§ **課題内容**: ページ抜粋において、『ジョン・カーペンター レトロスペクティブ2022』のパンフレットのデザインを担当した人物はどなたですか。

2022年1月に公開された映画のパンフレットをPATUメンバーが紹介します!

『ジョン・カーペンター レトロスペクティブ2022』VHSビデオケース型

VHSビデオケース型に場面写真カードが16枚の圧倒的モノ感。BUYとロゴの入った蓋を開けると内側にCONSUMEがあらわれ、箱の擦れ演出、紙模型ビデオテープのラベルの作り込み等、他にもギミックいっぱい。80年代映画へのノスタルジー溢れる装幀で本年度ベスト級。蛇腹の解説は愛ベース。

発行日:2022年1月7日
編集・発行:有限会社ロングライド
デザイン:大島依提亜
印刷:株式会社北斗社
定価:1,300円(税込)

『ハウス・オブ・グッチ』

[名前付き対象の指示データ]

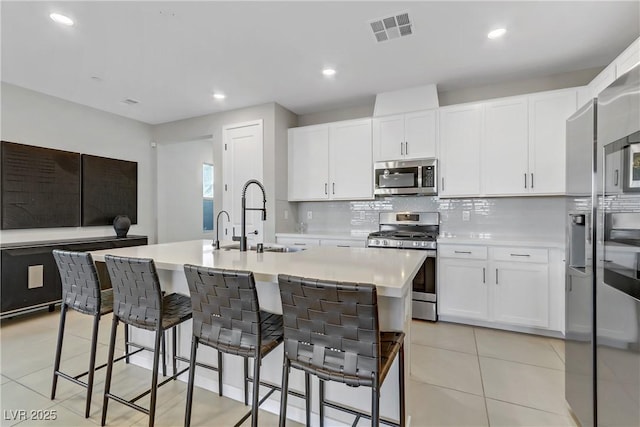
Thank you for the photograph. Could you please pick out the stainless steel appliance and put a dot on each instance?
(602, 347)
(406, 177)
(419, 231)
(617, 282)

§ **出力結果**: 大島依提亜です。